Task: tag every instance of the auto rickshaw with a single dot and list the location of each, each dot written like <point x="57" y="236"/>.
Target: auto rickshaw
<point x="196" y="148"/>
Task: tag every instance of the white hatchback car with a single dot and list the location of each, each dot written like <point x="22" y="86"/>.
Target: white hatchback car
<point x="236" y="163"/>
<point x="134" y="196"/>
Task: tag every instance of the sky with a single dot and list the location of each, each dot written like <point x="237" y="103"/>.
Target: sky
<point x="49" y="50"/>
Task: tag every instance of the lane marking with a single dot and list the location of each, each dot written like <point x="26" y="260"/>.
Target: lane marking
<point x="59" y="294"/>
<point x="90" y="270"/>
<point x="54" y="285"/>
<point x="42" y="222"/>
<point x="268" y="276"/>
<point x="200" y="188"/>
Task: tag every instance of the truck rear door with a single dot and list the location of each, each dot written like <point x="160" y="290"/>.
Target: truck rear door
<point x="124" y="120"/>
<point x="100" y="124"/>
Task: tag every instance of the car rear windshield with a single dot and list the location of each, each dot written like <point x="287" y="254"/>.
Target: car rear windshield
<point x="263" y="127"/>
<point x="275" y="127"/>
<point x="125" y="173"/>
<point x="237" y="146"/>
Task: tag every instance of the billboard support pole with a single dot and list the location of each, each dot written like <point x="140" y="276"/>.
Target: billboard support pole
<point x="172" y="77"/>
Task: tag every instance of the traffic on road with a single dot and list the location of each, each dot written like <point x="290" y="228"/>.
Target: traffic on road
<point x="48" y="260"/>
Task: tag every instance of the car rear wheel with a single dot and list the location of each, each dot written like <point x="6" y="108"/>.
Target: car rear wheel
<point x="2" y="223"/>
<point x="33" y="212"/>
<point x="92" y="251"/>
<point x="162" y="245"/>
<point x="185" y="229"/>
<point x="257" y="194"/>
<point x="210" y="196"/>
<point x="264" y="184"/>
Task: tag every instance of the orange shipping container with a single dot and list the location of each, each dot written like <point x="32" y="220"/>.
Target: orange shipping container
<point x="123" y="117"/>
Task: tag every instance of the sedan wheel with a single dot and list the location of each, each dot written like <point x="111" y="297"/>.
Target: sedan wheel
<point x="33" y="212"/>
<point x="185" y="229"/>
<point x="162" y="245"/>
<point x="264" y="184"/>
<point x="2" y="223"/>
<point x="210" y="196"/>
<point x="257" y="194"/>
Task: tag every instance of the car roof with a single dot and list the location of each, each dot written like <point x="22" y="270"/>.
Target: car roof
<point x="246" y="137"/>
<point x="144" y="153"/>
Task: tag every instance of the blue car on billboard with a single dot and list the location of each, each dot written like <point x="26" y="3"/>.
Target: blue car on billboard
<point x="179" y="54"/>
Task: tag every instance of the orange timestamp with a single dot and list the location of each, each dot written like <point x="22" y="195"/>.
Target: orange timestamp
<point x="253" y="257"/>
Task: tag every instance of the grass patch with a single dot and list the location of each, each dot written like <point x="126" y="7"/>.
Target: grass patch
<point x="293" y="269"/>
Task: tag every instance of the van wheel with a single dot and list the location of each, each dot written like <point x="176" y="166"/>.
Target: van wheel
· · · · ·
**EXERCISE DIRECTIONS**. Copy every line of the records from the line containing "Task: tag every instance of the traffic" through the last line of the records, inclusive, with all lines kept, requests included. Shift each x and y coordinate in the answers up by 41.

**EXERCISE SOLUTION**.
Task: tag every instance of the traffic on road with a single dot and list the location of each, each dot written like <point x="290" y="228"/>.
Target: traffic on road
<point x="89" y="301"/>
Task: tag every instance of the car rear wheel with a single dot and list the location of each, each dot written like <point x="6" y="108"/>.
Target: car rear wheel
<point x="43" y="264"/>
<point x="74" y="253"/>
<point x="133" y="292"/>
<point x="203" y="286"/>
<point x="226" y="270"/>
<point x="298" y="235"/>
<point x="251" y="237"/>
<point x="305" y="225"/>
Task: tag every instance of the orange shipping container with a single dot and list the location of each, each dot written like <point x="32" y="220"/>.
Target: orange shipping container
<point x="164" y="158"/>
Task: tag every instance of the sedan wheel with a single dot and list the location of each, each dot written like <point x="111" y="297"/>.
Target: sedan wheel
<point x="74" y="253"/>
<point x="226" y="270"/>
<point x="203" y="286"/>
<point x="305" y="225"/>
<point x="43" y="264"/>
<point x="251" y="237"/>
<point x="298" y="235"/>
Task: tag every instance of the car roof with a single dot and list the location of each, each dot written like <point x="22" y="270"/>.
Target: car roof
<point x="287" y="178"/>
<point x="185" y="194"/>
Task: tag every instance of the blue car on billboard with a single dot and list the location of each, each dot written like <point x="26" y="3"/>.
Target: blue car on billboard
<point x="220" y="95"/>
Task: tag every instance of the orange timestamp with a single dot and list the location of each, each dot written like <point x="22" y="195"/>.
Target: orange timestamp
<point x="294" y="298"/>
Task: tag every instance of the grass patch with a single dot and list the location of each, each dot written like <point x="126" y="7"/>.
Target: grass patch
<point x="334" y="310"/>
Task: tag every instance of the van wheel with a single dot and list the location of each, each dot written like <point x="176" y="166"/>.
Target: van wheel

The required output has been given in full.